* [Selected passage]

┌──

Status: final response (author comments only)

RC1:
'Comment on egusphere-2024-2392', Anonymous Referee #1, 30 Oct 2024
In their manuscript "Predictions of satellite retrieval failures of air quality using machine learning", the authors report on a study aiming at reducing the computational load of satellite data retrievals by identifying measurements for which the retrieval has a high probability of failing before even starting the retrieval. Their proposed method is based on a machine learning approach, trained on a set of satellite spectra and the corresponding error flags from the retrieval. The technique is demonstrated on MUSES retrievals of CO, temperature profiles and ozone using CrIS and AIRS/OMI radiances. The results show that a large fraction of unsuccessful retrievals can be avoided by applying the ML filtering, and that only a moderate number of successful retrievals is skipped.
The topic of this study is relevant as slow optimal estimation type algorithms can often not be applied to all measurements of modern satellite instruments due to a lack of computational resources. Reducing the number of unsuccessful retrievals, therefore helps in providing a larger number of results at the same cost. The proposed method is convincing, and the manuscript is clearly written and structured. However, I have several concerns and suggestions which should be considered before the manuscript can be accepted for publication.
Major comments
1) When using machine learning approaches in science and data retrieval, there is always the same concerns:
Are all relevant situations covered appropriately in the training data set?

Has the method generalised the information sufficiently to be applied to another data set?

Did the algorithm learn the intended connections, or has it generalised correlations which exist by chance or are not cause-and-effect type links?

Is a bias of some form introduced in the results when applying the method?

Some of these questions are discussed throughout the manuscript, for example, in the context of the erroneous flagging of high CO values. However, the manuscript would benefit from a specific section discussing the potential problems of the method and what the authors found in their tests.
2) As far as reported in the manuscript, the method was tested on a very limited data set. Surely, more MUSES retrievals are available to test fast ML filtering. Can a more robust test be performed using data from different seasons and different years?
3) The discussion of the results for the individual flags is interesting but confusing to me. I do not understand why a new metric (the Cramer's V metric) is introduced instead of simply using the number of successful predictions and the number of false positives as quality criteria as in other parts of the manuscript. Maybe I just did not understand what the authors tried to achieve, but I do not see the benefit of this discussion.
4) In several places, the authors try to use the results of the ML filtering to identify spectral regions linked to certain error flags. This makes sense for cloud-related flags, as different parts of the spectrum contain different kinds of cloud information, and the ML algorithm may identify them. However, the formulations used in the text are sometimes unfortunate; for example, "Further, the SW CrIS band … seems to have significant importance across most of the failure flags" suggests that a certain spectral region outside the fitting window is the source of a given retrieval problem, while in reality, one condition (such as broken clouds) can lead to effects in different regions. The ML filter does not necessarily hint at cause-and-effect relations but at correlations.

└──

[Rows of bounding-box annotation data]
┌──

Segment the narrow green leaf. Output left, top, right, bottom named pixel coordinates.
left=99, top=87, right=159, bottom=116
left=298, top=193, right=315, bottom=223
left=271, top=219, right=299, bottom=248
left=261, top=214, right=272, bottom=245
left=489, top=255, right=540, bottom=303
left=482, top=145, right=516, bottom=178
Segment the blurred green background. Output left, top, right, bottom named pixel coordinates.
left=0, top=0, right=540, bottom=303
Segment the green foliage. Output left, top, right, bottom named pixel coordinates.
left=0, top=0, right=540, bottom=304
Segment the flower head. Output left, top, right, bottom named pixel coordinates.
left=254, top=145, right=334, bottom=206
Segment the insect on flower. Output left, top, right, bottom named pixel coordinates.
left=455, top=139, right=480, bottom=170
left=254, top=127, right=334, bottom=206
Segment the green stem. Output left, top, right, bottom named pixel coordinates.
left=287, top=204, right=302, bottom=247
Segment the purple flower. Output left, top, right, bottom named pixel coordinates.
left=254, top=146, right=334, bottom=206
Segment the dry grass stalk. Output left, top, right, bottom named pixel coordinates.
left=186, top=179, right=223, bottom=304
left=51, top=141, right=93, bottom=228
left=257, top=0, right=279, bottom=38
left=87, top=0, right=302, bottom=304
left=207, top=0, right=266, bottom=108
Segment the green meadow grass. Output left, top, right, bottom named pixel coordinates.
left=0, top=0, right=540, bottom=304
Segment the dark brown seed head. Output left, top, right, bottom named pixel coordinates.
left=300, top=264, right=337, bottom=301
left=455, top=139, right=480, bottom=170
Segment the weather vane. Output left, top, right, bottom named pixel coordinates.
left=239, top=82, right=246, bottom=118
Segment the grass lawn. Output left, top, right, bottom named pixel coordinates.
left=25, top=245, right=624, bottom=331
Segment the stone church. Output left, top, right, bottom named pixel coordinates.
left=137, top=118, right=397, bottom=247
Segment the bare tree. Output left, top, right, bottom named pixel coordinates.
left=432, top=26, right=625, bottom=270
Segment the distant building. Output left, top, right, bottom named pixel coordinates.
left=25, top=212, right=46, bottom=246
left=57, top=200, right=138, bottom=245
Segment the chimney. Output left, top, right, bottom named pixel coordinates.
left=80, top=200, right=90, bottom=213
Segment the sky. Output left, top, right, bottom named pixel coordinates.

└──

* [Problems to solve]
(1) From the entries, copy out word for word everything from the line containing "Segment the insect" down through the line containing "left=254, top=127, right=334, bottom=206", including both of those lines.
(2) Continue the referee's comment on the machine-learning filter for satellite retrievals from the point where it stops.

* [Answers to the problems]
(1)
Segment the insect on flower. Output left, top, right, bottom named pixel coordinates.
left=455, top=139, right=480, bottom=170
left=254, top=127, right=334, bottom=206

(2)
5) The OMI-AIRS ozone retrieval appears to be a very good example of the large benefits of ML-based data prefiltering. However, simple filtering using the OMI cloud product would be nearly as efficient in a real-world application without any additional machine learning effort. In general, filtering for known problematic or not interesting conditions could probably be a more transparent alternative to the ML filtering approach proposed here.
Detailed comments
L7: duplication of "measurements"

L12: applied to many EO satellites – applied to data from many EO satellites

Introduction: I do not see why the data rate of GEO instruments should be higher than that of LEO instruments. In practice, this might be the case, but this is more linked to GEO instruments being rather recent additions with better detectors.

Introduction: I think the main message of the authors is that more data is coming from the new generation of satellite instruments than can be analysed in NRT. For this simple statement, many references are used, which does not make sense to me. I suggest reducing them and focusing on those relevant to this study.

Introduction: I also think that it should be mentioned that the problem addressed is mainly limited to Optimal Estimation type retrievals, while many other algorithms are fast enough to process the full volume of satellite data routinely.

L67: “retrievals absorb” => “retrievals use absorption”

Tables 1 & 2: I do not see the need for these tables

Section 2.3.1: I think this can be shortened as it is not relevant to the manuscript

Section 3.1.2: I'm not an ML expert, but I think it would be good to add a bit more information on the method of the "Extremely randomised trees" used here – are there no hyperparameters and other settings specific to the model you applied?

L247: “only training is performed on” => “training is performed only on”

L279: "These results suggest that non-fitted elements in the retrieval process have a significant impact on the overall quality of retrievals" – I'm not sure what the authors are trying to say and how this can be deduced from the fact that the ML algorithm is using information from outside of the fitting window to predict failure of the retrieval better. To me, this feels like a confusion of correlation and cause-and-effect relationship.

L308: As mentioned above, the ozone failure flag is special as it is linked to cloud cover in a simple and easy-to-predict way.

Section 4.3: I was surprised that the authors did not evaluate whether combining the prediction of individual flags would be better than training for the overall success flag.

Section 5: References to Fig. 11 should probably be to Fig. 10. Figure 11 is not discussed at all, as far as I can see.

Figure 10: Left column repeats the same figure three times, which I guess is a mistake.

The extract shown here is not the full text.